● Source document
━━━━━━━━━━━━━━━━━━━━
While the shorter order cycle at Global Products can leave the division’s results looking inherently lumpy compared to the stability of the EMEA Services division, the business is progressing in many areas. QinetiQ North America (QNA) addresses a market that the company believes is growing and the US DOD accounts for 8% of group revenues today. In addition to the business recorded in the maritime system market, QinetiQ was successful in being selected as one of two suppliers for the Engineering and Manufacturing Development (EMD) phase of Common Robotic System (Individual) program of record. The company believes that this phase will last c 10 months. The total budget for the programme is c $400m in the form of an indefinite-delivery/indefinite-quantity contract over seven years. QinetiQ acknowledges that this is a very competitive area, but remains confident of future order success here.

Staying with the international theme, the company has established a joint venture with the UAE to manufacture aerial targets. This is very much building on the QTS acquisition. It also gives a foothold in the region and the chance to move further up the value chain into greater advice and T&E work. The Middle East is an attractive market for QinetiQ and it is working on a number of opportunities to provide pre-procurement advice, capability assurance and support for defence transformation.

OptaSense is QinetiQ's fibre sensing solutions business and it has seen an improvement in performance as confidence returns to the oil field market with increasing activity in North America. The business has undergone a change to both align itself to the customer and improve its commercial proposition. There is also a security angle to this business, with power facilities and rail lines.

QinetiQ’s Space Products business develops satellites, payload instruments, subsystems and ground station systems. Returning to the ESA contract, this is a three-year deal whereby QinetiQ will qualify and produce a first flight model of its International Berthing and Docking Mechanism. While the system is lighter and more versatile than the competition, it also operates with both larger and small spacecraft. In addition, work on this project establishes a new product line for the business going forward.

Accounting non-recurring items

QinetiQ has been very detailed around the number of non-recurring items in FY18. To explain in more detail, the £5.3m credit noted at the H118 report related to the release of engine servicing obligations with the investment in new aircraft for test aircrew training in EMEA Services. As we understand it, this is part of the strategy to invest in new aircraft and sell the old fleet. As the old fleet aged, it was becoming more expensive to maintain, hence the original provision was taken. With the new fleet acquired and the old fleet disposed of, the servicing costs have become much lower and thus the provision has been released. The investment in the new fleet is aligned with management’s strategy to invest in core UK T&E capabilities. This delivers enhanced services and, particularly in this case, lower operational costs. So the non-recurring item here is essentially the manifestation of this strategy taking effect. In addition, the investment allowed the company to secure contracts with the Swiss defence procurement agency and the Royal Netherlands Air Force.
━━━━━━━━━━━━━━━━━━━━
Rows from a pointing dataset
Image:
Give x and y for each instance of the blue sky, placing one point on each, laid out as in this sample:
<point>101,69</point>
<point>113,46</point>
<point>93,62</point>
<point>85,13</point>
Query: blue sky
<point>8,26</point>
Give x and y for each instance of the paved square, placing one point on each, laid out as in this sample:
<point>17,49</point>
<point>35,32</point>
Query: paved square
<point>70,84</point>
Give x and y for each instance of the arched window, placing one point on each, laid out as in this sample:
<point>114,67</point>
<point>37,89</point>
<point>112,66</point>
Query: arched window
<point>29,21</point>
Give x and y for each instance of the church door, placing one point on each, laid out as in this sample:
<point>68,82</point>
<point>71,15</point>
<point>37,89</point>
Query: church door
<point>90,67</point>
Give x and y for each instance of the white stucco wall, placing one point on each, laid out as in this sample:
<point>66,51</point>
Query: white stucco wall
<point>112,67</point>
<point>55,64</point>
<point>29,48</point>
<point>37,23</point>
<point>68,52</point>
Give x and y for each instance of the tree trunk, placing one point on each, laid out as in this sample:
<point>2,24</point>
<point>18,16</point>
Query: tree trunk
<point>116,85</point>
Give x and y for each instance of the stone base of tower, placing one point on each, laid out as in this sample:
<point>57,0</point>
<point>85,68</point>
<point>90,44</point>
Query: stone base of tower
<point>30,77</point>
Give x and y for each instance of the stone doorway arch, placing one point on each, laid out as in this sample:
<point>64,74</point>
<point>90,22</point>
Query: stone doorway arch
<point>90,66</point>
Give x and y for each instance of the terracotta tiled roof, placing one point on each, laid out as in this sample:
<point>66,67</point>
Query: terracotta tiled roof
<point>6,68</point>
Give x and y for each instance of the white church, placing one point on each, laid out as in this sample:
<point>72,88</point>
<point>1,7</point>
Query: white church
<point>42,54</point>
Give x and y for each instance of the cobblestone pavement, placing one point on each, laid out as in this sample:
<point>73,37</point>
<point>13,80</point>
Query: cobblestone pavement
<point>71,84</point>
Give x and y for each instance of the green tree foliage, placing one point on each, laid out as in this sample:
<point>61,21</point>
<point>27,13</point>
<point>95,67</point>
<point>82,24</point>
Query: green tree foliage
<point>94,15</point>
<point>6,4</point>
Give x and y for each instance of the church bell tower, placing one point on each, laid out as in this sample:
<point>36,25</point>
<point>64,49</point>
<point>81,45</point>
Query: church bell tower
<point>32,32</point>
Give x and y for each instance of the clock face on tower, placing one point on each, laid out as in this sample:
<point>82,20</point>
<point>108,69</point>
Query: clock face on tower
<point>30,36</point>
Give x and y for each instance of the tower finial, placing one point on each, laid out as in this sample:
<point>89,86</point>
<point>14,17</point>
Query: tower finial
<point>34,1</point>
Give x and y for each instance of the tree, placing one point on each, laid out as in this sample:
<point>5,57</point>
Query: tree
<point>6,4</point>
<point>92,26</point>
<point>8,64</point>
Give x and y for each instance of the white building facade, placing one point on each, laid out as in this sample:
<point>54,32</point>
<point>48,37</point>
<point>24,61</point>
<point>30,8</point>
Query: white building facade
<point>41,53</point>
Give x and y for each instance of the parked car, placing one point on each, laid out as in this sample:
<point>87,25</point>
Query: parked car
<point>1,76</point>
━━━━━━━━━━━━━━━━━━━━
● Problem set
[1] Summarize the QinetiQ business update in three sentences.
[2] In the records, update the lines that begin at the one containing "Give x and y for each instance of the arched" and end with the one containing "<point>6,68</point>", changing "stone" to "brick" and leaving everything else as is. Return only those lines.

● In response
[1] QinetiQ is making progress in several areas, including its selection as one of two suppliers for the Engineering and Manufacturing Development phase of the Common Robotic System (Individual) program, a joint venture with the UAE to manufacture aerial targets, and a three-year ESA contract to qualify and produce a first flight model of its International Berthing and Docking Mechanism. OptaSense, its fiber sensing business, has improved as confidence returns to the oil field market with increasing activity in North America. A £5.3m non-recurring credit came from releasing engine servicing obligations after the company invested in new aircraft for test aircrew training, which lowered servicing costs.

[2]
Give x and y for each instance of the arched window, placing one point on each, laid out as in this sample:
<point>114,67</point>
<point>37,89</point>
<point>112,66</point>
Query: arched window
<point>29,21</point>
Give x and y for each instance of the church door, placing one point on each, laid out as in this sample:
<point>68,82</point>
<point>71,15</point>
<point>37,89</point>
Query: church door
<point>90,67</point>
Give x and y for each instance of the white stucco wall, placing one point on each, laid out as in this sample:
<point>66,51</point>
Query: white stucco wall
<point>112,67</point>
<point>55,64</point>
<point>29,48</point>
<point>37,23</point>
<point>68,52</point>
Give x and y for each instance of the tree trunk, placing one point on each, laid out as in this sample:
<point>2,24</point>
<point>18,16</point>
Query: tree trunk
<point>116,85</point>
Give x and y for each instance of the brick base of tower, placing one point on each, laid out as in this sample:
<point>57,0</point>
<point>85,68</point>
<point>90,44</point>
Query: brick base of tower
<point>30,77</point>
Give x and y for each instance of the brick doorway arch, placing one point on each, laid out as in this sample:
<point>64,74</point>
<point>90,22</point>
Query: brick doorway arch
<point>90,66</point>
Give x and y for each instance of the terracotta tiled roof, placing one point on each, laid out as in this sample:
<point>66,67</point>
Query: terracotta tiled roof
<point>6,68</point>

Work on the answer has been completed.